— Extrait du texte —
● ● ●
Pôle 1 - Chambre 11, 5 juin 2025 — 25/03066

Irrecevabilité Cour de cassation — Pôle 1 - Chambre 11

Texte intégral

RÉPUBLIQUE FRANÇAISE

AU NOM DU PEUPLE FRANÇAIS

COUR D'APPEL DE PARIS

L. 742-1 et suivants du Code de l'entrée et du séjour

des étrangers et du droit d'asile

ORDONNANCE DU 05 JUIN 2025

(1 pages)

Numéro d'inscription au répertoire général et de décision : B N° RG 25/03066 - N° Portalis 35L7-V-B7J-CLOBK

Décision déférée : ordonnance rendue le 03 juin 2025, à 12h09, par le magistrat du siège du tribunal judiciaire de Paris

Nous, Marie-Anne Baulon, président de chambre à la cour d'appel de Paris, agissant par délégation du premier président de cette cour, assistée de Marie Bounaix, greffière au prononcé de l'ordonnance,

APPELANT :

M. [F] [B]

né le 10 août 1979 à [Localité 1], de nationalité irakienne

RETENU au centre de rétention : [Localité 2] 1

Informé le 4 juin 2025 à 15h25, de la possibilité de faire valoir ses observations sur le caractère manifestement irrecevable de son appel, en application des dispositions de l'article R 743-11 du code de l'entrée et du séjour des étrangers et du droit d'asile

INTIMÉ :

LE PREFET DE POLICE

Informé le 4 juin 2025 à 15h25, de la possibilité de faire valoir ses observations sur le caractère manifestement irrecevable de l'appel, en application des dispositions de l'article R 743-11 du code de l'entrée et du séjour des étrangers et du droit d'asile,

MINISTÈRE PUBLIC, avisé de la date et de l'heure de l'audience

ORDONNANCE : contradictoire

- Vu l'ordonnance du 03 juin 2025 du magistrat du siège du tribunal judiciaire de Paris rejetant les moyens soulevés et ordonnant la prolongation du maintien de M. [F] [B], dans les locaux ne relevant pas de l'administration pénitentiaire, pour une durée maximale de 30 jours, à compter du 02 juin 2025 soit jusqu'au 02 juillet 2025 ;

- Vu l'appel interjeté le 04 juin 2025, à 14h26, par M. [F] [B] ;

- Vu les pièces versées le 4 juin 2025 à 16h00 par M. [F] [B] ;

SUR QUOI,

L'article L.743-23 alinéa 1 du code de l'entrée et du séjour des étrangers et du droit d'asile autorise le rejet sans audience des déclarations d'appel contre une décision rendue par le juge des libertés et de la détention lorsque l'appel n'est pas recevable.
● ● ●
— Lignes fournies —
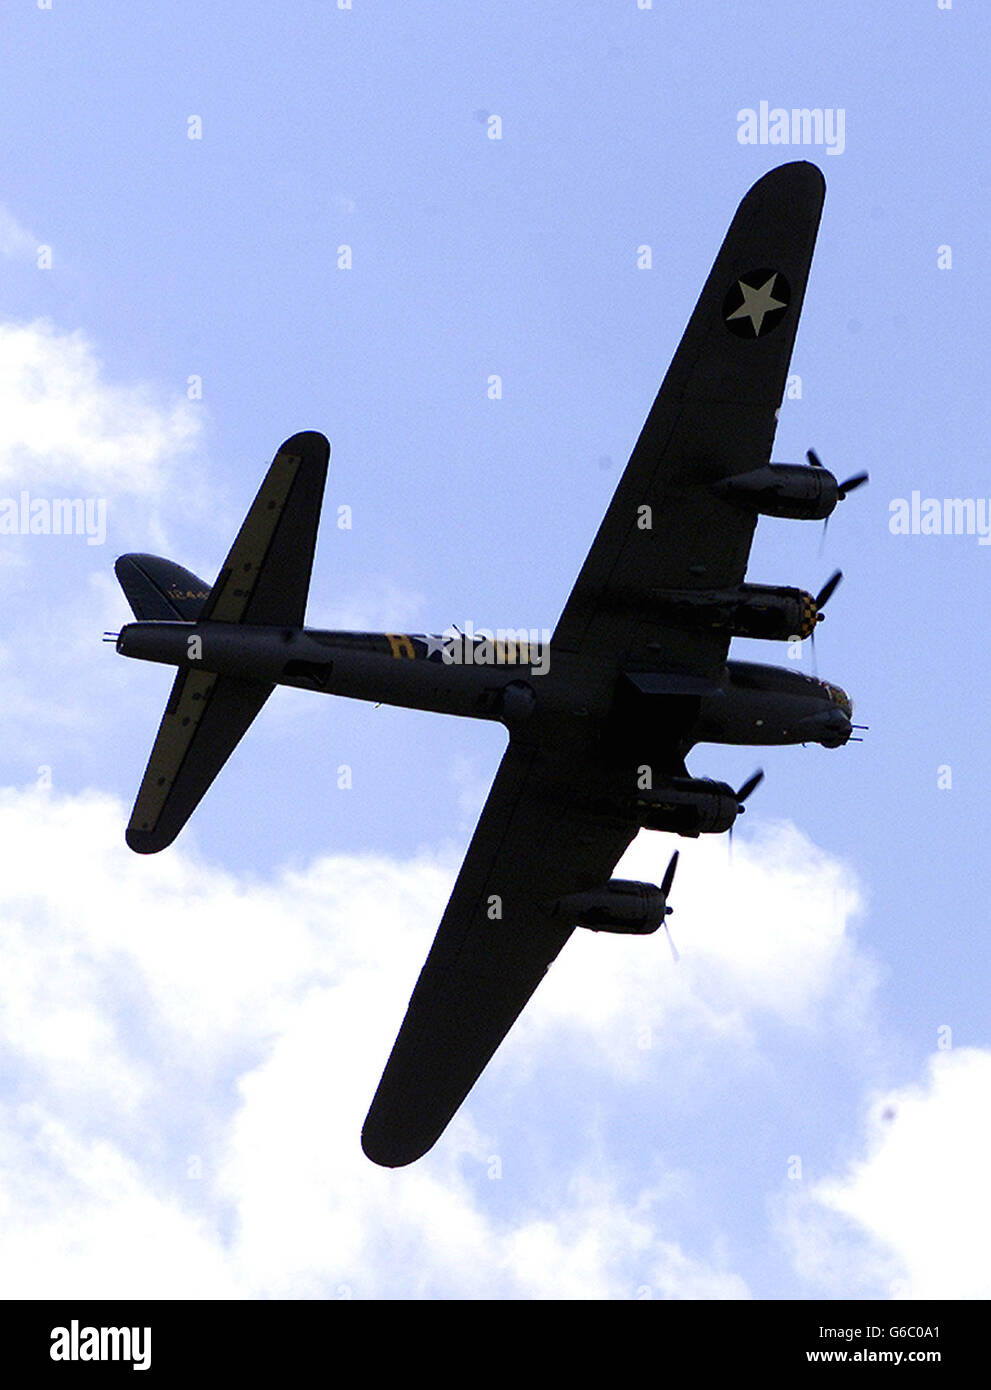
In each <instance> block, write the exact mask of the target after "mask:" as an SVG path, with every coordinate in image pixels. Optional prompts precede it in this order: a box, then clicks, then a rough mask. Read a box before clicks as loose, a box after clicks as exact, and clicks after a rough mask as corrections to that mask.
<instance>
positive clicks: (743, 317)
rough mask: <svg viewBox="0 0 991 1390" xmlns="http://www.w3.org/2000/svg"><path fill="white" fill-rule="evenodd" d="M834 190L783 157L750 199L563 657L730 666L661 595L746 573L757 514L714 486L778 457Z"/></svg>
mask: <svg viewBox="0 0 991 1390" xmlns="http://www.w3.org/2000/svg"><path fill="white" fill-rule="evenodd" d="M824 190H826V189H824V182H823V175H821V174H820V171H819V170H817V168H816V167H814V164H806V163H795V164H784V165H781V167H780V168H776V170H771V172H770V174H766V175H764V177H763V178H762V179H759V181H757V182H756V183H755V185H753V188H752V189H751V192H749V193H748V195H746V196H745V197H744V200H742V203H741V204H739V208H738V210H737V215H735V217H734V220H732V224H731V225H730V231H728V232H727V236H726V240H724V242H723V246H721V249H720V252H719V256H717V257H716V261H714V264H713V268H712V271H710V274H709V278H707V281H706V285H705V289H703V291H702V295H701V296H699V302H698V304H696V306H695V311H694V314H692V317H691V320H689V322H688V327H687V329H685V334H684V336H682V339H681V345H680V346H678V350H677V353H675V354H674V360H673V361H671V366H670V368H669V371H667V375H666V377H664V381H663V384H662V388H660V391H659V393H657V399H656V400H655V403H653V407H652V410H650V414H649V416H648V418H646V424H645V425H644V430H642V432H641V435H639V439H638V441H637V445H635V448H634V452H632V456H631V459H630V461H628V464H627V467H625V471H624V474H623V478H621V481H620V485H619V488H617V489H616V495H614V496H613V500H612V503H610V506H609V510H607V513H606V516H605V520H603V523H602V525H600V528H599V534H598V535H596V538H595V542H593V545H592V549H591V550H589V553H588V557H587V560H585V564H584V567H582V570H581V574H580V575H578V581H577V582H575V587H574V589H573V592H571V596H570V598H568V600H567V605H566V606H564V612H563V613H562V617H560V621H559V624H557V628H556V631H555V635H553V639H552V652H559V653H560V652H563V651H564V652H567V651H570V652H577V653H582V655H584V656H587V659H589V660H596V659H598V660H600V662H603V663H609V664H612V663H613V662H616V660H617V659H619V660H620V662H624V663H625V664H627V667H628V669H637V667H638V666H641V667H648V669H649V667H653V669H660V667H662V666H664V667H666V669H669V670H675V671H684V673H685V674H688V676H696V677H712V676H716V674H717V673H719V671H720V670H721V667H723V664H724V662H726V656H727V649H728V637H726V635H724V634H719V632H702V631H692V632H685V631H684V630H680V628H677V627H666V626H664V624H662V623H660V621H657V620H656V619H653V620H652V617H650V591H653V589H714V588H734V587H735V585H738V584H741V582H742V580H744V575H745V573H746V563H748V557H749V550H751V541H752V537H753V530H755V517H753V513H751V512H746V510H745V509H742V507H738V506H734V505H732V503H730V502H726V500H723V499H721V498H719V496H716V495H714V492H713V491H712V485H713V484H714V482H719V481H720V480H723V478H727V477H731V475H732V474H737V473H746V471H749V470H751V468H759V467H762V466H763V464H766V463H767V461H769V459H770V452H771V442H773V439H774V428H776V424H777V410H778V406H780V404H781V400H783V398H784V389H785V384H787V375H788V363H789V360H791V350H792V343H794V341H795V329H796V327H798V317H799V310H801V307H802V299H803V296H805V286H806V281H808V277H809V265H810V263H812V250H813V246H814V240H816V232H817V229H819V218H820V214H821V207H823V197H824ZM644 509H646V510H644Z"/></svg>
● ● ●
— Consignes —
**a)** Dans l'extrait de l'ordonnance, quel jour et à quelle heure M. [F] [B] a-t-il interjeté appel ?
**b)** Recopiez l'extrait de l'ordonnance de « ORDONNANCE : contradictoire » à « n'est pas recevable. ».

— Réponses —
**a)** Le 04 juin 2025, à 14h26.

**b)**
ORDONNANCE : contradictoire

- Vu l'ordonnance du 03 juin 2025 du magistrat du siège du tribunal judiciaire de Paris rejetant les moyens soulevés et ordonnant la prolongation du maintien de M. [F] [B], dans les locaux ne relevant pas de l'administration pénitentiaire, pour une durée maximale de 30 jours, à compter du 02 juin 2025 soit jusqu'au 02 juillet 2025 ;

- Vu l'appel interjeté le 04 juin 2025, à 14h26, par M. [F] [B] ;

- Vu les pièces versées le 4 juin 2025 à 16h00 par M. [F] [B] ;

SUR QUOI,

L'article L.743-23 alinéa 1 du code de l'entrée et du séjour des étrangers et du droit d'asile autorise le rejet sans audience des déclarations d'appel contre une décision rendue par le juge des libertés et de la détention lorsque l'appel n'est pas recevable.